Esercizi proposti:
1. Nel discorso su religione e cultura, quali cose ordinerebbe l'Entità Creatrice? Le elenchi tutte.
2. Secondo il discorso su religione e cultura, che cosa sono i pilastri dell'umanità dell'uomo?

Testo del documento:

============

Président de la République du Cap Vert
 biographie
Signore e signori,
 
Uno degli elementi al quale l'uomo ricorre, per emanciparsi dalle contingenze della natura, è la sua capacità di astrazione, di trascendere se stesso e la natura stessa, forgiando una nuova dimensione della vita attraverso la promozione della Cultura o istituendosi, in quanto religioso, strumento di una Entità Creatrice, che, in ultima analisi, ordinerebbe i destini del mondo, i destini degli uomini, il divenire della natura.
 
La Religione e la Cultura, che si influenzano a vicenda, saranno quindi l'espressione forse più compiuta della dematerializzazione dell’Uomo, i pilastri della sua stessa umanità. È attraverso di esse che la capacità umana di simbolizzazione raggiunge dimensioni inimmaginabili e si dirige, anche se non sempre in modo lineare, verso l'universalizzazione.
 
È un fatto che anche la cultura assume su di sé quel particolare che l'universale contiene, e che gli conferisce quella ricchezza di originalità che le consente di essere, allo stesso tempo, generale e particolare.

============

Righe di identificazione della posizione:

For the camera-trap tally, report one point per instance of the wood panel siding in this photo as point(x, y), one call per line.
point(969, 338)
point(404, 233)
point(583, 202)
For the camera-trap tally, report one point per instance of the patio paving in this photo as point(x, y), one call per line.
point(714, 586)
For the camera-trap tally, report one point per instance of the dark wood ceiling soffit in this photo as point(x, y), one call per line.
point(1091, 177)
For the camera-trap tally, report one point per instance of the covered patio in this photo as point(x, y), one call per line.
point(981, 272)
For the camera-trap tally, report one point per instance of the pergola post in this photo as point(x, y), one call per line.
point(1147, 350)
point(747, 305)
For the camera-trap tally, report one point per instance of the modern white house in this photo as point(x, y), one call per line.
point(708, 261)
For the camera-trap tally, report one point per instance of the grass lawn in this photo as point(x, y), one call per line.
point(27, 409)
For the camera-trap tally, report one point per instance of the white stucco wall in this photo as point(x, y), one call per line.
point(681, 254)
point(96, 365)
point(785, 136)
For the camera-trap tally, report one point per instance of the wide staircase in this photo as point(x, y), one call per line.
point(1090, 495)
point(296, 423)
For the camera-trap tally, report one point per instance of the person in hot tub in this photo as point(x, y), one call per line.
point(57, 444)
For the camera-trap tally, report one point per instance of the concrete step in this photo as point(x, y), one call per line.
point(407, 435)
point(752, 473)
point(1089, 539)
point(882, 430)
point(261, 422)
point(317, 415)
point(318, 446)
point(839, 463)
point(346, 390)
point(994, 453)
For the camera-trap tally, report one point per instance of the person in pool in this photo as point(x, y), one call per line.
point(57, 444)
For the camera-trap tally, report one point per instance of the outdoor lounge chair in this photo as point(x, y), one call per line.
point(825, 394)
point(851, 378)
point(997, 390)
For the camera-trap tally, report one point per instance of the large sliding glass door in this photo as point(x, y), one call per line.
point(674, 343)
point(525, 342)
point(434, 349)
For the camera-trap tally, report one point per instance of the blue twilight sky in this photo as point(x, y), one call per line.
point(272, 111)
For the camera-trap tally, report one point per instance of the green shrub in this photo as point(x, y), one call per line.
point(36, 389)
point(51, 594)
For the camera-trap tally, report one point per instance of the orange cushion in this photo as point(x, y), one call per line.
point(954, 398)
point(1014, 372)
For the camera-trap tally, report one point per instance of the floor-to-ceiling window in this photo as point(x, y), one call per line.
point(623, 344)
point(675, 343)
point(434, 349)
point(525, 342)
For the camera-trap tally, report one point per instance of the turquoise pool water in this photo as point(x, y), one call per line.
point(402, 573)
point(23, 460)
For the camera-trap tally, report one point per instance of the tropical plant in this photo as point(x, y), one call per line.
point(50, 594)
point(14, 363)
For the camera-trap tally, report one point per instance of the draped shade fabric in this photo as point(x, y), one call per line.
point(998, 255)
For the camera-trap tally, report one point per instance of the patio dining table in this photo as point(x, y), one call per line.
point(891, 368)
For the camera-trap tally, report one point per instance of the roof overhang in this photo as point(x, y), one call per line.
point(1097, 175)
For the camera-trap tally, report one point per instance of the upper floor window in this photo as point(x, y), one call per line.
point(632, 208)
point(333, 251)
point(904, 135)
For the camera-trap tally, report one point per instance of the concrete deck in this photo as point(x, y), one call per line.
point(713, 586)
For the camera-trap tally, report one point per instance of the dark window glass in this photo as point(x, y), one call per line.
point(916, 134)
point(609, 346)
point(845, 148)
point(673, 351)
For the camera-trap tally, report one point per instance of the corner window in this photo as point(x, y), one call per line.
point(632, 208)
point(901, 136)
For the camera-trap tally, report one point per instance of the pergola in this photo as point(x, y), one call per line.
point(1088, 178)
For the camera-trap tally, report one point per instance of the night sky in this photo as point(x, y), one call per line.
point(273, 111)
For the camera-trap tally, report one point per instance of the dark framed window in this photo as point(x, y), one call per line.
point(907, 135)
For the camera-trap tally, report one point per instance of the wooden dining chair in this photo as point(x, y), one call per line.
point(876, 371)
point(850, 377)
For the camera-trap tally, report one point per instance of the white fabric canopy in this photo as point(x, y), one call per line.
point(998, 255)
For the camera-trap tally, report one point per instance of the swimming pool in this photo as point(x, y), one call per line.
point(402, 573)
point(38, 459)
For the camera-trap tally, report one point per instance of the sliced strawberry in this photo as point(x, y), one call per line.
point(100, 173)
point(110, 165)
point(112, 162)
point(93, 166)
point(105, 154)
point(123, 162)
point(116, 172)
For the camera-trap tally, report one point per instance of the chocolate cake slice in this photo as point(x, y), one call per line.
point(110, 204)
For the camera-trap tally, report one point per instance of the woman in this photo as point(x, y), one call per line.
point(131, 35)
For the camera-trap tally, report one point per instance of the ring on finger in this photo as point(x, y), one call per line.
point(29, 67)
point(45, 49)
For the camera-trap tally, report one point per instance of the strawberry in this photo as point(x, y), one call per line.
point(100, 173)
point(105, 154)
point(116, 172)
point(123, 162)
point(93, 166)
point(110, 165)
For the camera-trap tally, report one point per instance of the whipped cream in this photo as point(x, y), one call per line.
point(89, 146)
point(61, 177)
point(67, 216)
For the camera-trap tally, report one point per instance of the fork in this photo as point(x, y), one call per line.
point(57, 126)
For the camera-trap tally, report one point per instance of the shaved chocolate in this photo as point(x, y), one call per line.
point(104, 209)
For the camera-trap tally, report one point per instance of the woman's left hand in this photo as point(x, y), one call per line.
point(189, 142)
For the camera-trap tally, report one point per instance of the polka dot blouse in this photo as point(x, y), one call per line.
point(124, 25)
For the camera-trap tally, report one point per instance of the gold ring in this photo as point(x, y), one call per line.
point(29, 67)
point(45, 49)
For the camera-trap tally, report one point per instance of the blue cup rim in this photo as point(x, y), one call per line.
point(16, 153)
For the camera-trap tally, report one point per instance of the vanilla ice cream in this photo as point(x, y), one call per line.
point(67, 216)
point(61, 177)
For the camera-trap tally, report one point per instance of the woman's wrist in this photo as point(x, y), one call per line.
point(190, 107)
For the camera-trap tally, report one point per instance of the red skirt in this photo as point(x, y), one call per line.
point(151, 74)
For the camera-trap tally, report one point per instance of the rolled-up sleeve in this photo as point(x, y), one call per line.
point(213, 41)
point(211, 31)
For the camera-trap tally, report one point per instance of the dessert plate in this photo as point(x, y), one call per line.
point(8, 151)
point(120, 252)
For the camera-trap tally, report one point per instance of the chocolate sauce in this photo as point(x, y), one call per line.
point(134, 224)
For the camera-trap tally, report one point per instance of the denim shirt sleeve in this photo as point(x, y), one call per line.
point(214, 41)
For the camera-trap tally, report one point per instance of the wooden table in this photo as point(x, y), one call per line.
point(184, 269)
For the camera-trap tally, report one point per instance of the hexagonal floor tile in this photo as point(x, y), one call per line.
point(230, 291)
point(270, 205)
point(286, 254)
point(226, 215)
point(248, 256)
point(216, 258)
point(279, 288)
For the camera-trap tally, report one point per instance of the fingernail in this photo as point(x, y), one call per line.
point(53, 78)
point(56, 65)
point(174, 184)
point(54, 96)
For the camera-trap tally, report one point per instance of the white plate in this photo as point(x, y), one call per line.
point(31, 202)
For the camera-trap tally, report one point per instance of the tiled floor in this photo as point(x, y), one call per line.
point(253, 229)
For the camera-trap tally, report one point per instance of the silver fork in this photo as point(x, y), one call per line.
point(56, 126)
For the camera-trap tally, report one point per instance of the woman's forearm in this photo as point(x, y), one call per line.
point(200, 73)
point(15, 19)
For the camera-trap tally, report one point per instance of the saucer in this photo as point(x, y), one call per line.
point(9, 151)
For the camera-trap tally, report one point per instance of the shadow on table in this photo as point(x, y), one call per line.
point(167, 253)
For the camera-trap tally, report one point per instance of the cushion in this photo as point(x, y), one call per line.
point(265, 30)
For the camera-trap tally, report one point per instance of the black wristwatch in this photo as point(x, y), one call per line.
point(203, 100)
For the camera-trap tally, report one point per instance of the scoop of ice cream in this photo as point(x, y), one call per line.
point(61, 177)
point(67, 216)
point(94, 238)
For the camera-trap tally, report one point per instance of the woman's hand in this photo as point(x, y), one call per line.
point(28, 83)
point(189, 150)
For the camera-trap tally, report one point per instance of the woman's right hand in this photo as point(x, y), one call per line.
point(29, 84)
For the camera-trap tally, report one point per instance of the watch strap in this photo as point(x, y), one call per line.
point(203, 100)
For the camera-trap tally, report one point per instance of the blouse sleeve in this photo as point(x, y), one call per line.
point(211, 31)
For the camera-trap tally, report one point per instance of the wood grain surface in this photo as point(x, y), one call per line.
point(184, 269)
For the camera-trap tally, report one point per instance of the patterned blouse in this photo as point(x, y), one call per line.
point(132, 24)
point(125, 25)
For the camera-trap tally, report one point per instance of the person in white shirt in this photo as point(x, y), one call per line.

============

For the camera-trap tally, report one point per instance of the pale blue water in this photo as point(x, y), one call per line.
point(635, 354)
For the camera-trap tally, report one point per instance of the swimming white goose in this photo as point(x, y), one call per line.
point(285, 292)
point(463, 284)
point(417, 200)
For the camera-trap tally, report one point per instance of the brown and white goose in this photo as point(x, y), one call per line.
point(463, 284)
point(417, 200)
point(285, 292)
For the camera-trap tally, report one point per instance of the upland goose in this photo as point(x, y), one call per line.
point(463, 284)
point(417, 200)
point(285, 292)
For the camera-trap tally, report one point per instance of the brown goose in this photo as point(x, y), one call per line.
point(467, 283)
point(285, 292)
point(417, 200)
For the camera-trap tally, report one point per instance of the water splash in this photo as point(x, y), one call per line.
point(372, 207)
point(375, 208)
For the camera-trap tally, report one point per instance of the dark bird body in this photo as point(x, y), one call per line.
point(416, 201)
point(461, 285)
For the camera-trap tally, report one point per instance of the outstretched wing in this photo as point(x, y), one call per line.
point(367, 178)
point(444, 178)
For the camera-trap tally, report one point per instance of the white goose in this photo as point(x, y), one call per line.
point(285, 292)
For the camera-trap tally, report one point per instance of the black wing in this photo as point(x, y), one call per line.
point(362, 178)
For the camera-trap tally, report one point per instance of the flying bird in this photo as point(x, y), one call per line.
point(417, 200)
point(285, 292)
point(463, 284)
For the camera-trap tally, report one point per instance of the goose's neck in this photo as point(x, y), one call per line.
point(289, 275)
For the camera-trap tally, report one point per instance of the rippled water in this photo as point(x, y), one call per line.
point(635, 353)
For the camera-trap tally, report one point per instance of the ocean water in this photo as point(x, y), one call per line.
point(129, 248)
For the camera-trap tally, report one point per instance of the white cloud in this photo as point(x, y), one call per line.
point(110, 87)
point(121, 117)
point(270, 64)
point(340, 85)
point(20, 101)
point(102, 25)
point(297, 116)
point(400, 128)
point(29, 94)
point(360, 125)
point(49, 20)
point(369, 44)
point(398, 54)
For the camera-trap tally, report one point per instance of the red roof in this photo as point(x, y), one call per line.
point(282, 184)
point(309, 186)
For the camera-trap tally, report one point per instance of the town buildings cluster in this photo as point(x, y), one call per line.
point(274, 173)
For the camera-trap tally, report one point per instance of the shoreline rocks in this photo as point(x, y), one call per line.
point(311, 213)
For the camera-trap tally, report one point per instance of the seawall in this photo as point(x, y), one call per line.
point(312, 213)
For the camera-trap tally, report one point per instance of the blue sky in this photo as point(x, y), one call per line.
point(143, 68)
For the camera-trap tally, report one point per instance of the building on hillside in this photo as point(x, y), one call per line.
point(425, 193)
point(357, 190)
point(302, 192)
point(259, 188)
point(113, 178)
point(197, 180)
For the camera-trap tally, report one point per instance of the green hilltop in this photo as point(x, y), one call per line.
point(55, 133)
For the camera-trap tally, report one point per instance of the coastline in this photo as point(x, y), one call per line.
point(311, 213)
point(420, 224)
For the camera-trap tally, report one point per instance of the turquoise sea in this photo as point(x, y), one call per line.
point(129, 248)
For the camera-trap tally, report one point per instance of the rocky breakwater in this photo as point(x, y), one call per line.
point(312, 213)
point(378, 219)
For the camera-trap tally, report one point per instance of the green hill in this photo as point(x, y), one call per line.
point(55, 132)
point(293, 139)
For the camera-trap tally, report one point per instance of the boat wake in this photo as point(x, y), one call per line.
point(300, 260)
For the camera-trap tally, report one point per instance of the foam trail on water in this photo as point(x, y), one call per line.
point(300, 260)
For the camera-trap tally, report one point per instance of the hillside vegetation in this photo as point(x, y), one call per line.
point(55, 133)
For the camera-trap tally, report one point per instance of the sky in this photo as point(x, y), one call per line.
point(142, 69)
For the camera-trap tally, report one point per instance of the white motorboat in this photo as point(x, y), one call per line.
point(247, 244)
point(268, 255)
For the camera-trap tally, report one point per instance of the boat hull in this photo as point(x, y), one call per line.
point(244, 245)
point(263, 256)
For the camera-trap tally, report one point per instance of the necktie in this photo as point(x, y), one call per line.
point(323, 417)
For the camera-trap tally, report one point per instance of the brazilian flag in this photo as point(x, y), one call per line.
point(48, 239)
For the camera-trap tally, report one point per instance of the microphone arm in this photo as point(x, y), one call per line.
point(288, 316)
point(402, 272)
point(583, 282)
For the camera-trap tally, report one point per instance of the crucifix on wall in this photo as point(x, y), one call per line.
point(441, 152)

============

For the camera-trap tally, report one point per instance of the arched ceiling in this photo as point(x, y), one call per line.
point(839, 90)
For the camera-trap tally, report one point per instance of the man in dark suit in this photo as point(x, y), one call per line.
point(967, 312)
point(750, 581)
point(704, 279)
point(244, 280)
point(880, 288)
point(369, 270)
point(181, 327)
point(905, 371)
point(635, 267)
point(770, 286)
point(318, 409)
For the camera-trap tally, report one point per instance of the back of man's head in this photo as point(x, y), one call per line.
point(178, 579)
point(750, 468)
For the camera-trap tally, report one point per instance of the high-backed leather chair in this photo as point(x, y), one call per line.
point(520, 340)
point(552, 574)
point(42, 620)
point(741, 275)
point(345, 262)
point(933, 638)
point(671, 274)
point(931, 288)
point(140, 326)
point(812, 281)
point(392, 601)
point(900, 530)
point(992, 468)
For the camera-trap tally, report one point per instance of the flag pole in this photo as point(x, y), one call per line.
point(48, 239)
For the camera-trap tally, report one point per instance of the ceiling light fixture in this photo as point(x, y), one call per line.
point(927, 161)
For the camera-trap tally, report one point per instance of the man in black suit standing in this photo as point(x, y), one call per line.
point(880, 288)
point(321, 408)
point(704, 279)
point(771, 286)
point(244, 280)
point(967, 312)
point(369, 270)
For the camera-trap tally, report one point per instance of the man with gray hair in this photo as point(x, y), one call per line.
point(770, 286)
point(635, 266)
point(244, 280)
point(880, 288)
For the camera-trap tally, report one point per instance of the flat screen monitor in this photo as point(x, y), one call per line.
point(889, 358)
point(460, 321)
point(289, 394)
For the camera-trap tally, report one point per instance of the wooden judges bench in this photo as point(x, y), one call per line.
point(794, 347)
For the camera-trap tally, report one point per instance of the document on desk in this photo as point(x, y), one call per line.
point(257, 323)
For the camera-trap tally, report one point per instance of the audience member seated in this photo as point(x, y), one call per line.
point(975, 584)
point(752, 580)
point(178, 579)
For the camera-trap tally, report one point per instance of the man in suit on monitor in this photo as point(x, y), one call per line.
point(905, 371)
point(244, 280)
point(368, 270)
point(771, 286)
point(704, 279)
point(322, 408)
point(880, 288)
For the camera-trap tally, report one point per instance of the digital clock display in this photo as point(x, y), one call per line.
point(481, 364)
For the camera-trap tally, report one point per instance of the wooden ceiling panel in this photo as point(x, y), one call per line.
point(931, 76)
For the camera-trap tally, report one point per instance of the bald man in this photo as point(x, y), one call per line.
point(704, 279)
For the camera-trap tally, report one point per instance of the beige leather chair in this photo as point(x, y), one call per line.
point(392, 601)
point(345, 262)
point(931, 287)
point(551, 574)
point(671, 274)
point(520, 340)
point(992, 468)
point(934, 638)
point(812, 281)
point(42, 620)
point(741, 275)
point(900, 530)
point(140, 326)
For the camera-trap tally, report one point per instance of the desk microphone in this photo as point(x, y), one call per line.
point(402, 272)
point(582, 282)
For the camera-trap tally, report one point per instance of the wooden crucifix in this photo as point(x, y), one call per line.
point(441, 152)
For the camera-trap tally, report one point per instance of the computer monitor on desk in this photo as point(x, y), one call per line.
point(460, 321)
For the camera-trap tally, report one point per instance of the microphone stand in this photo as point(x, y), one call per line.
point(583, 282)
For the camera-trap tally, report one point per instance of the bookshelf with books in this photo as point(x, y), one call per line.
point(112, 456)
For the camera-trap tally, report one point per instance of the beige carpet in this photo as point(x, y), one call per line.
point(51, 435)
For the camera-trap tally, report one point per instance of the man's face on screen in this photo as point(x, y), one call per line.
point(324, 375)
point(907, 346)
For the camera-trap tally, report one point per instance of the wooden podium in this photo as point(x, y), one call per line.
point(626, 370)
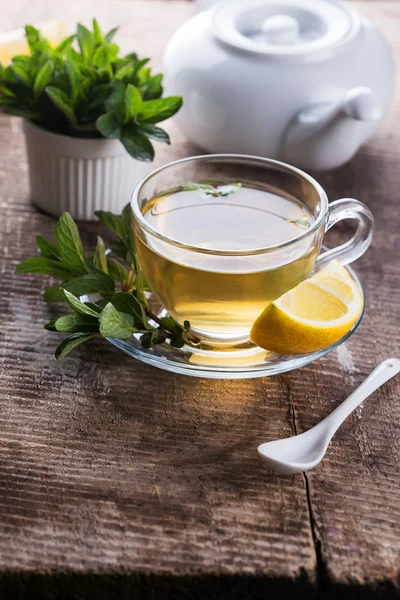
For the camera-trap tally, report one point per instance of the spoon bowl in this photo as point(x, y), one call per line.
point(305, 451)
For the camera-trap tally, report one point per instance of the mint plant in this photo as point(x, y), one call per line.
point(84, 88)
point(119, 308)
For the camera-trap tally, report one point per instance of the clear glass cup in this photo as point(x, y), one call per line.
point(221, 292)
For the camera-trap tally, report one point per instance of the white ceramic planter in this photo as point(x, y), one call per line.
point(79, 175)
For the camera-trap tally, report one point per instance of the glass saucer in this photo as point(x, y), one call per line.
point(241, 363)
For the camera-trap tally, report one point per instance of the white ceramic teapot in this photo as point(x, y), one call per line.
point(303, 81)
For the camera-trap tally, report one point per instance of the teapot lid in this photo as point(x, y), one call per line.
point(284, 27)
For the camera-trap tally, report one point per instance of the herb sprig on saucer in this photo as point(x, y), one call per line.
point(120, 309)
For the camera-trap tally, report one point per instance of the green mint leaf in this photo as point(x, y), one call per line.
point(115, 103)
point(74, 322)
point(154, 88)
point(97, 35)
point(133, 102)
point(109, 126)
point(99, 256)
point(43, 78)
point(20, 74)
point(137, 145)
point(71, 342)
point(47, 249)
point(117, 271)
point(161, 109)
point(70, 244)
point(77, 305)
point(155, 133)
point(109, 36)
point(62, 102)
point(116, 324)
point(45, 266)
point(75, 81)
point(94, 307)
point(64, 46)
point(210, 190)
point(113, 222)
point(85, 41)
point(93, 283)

============

Risposte in ordine:
1. i destini del mondo, i destini degli uomini, il divenire della natura

2. La Religione e la Cultura.